Saturday, March 21, 2009

Excerpts

Except I'm not a third person... I had an AIM convo with John.

Rick (9:48:26 PM): hello hello
John (9:48:36 PM): hello
Rick (9:48:43 PM): I'm drinking some great white
John (9:48:57 PM): tight
John (9:49:05 PM): dont think ive ever had that
John (9:49:16 PM): im packing to go to yuma, az for 5 weeks
John (9:49:28 PM): at 4 fucking 30 in the morning
Rick (9:49:30 PM): Oh snap, you're missin' out. Its got a mad niggarish-ass shark on it
Rick (9:49:36 PM): Oh damn
Rick (9:49:40 PM): tomorrow?
Rick (9:49:44 PM): morning?
John (9:49:48 PM): ya
Rick (9:49:51 PM): damn
Rick (9:50:07 PM): whats going on over there? They throwin' ya a party?
John (9:50:16 PM): naw
John (9:50:23 PM): watching planes fly around and shit
John (9:50:28 PM): while living in tents
John (9:50:30 PM): in the desert
John (9:50:38 PM): in the middle of fucking no where
Rick (9:50:44 PM): damn
Rick (9:51:00 PM): that sounds like its not going to be that much fun

...

Rick (10:16:35 PM): how are you getting there?
Rick (10:16:37 PM): flying?
Rick (10:16:42 PM): Boat?
Rick (10:17:01 PM): come on nigga, that was funny!!!
Rick (10:17:15 PM): I laughed out loud after I typed it.
John is idle at 10:24:27 PM.

...

John: big ass bus
John: that is how we are getting there
Rick: damn niggas!!!!!!!!!1
Rick: the fuel economy

...

Rick: so bus huh?
Rick: charter?
John: yeah
Rick: or school
John: no
John: no no
John: like school
Rick: damn
John: but worse
Rick: worse?

★ ★ ★

TASKS TO CARRY OUT:
a - In the chat excerpt, where is John packing to go, and for how long?
b - Please duplicate everything in the chat excerpt from "Except I'm not" down to "(9:49:44 PM): morning?".

SOURCE MATERIAL:
★ ★ ★

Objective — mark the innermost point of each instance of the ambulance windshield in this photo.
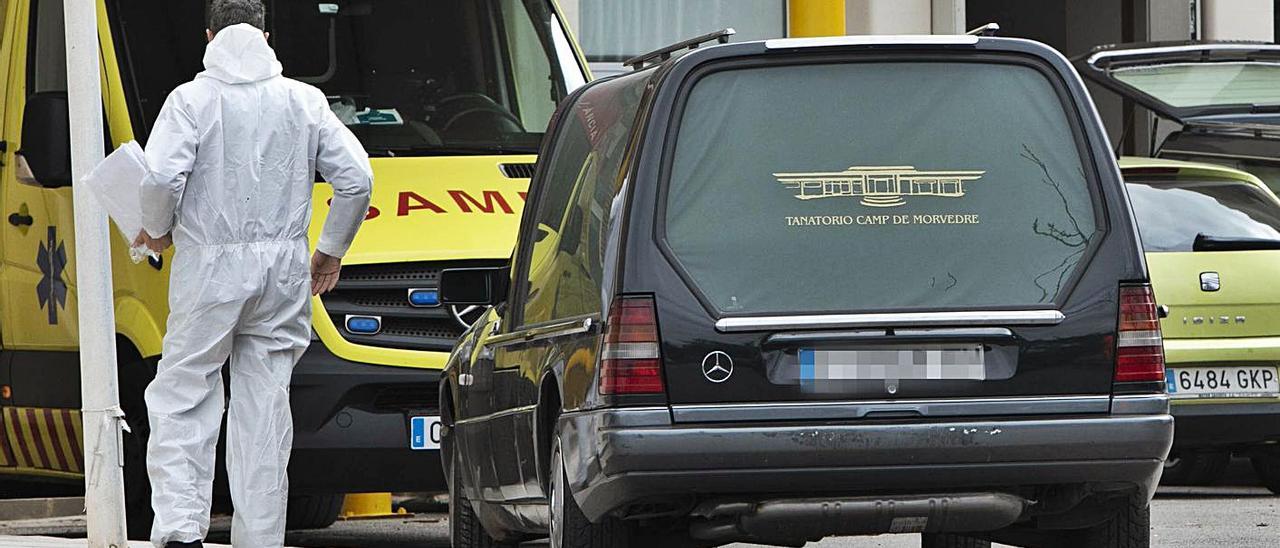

★ ★ ★

SOLUTIONS BY TASK:
a - Yuma, AZ, for 5 weeks.

b -
Except I'm not a third person... I had an AIM convo with John.

Rick (9:48:26 PM): hello hello
John (9:48:36 PM): hello
Rick (9:48:43 PM): I'm drinking some great white
John (9:48:57 PM): tight
John (9:49:05 PM): dont think ive ever had that
John (9:49:16 PM): im packing to go to yuma, az for 5 weeks
John (9:49:28 PM): at 4 fucking 30 in the morning
Rick (9:49:30 PM): Oh snap, you're missin' out. Its got a mad niggarish-ass shark on it
Rick (9:49:36 PM): Oh damn
Rick (9:49:40 PM): tomorrow?
Rick (9:49:44 PM): morning?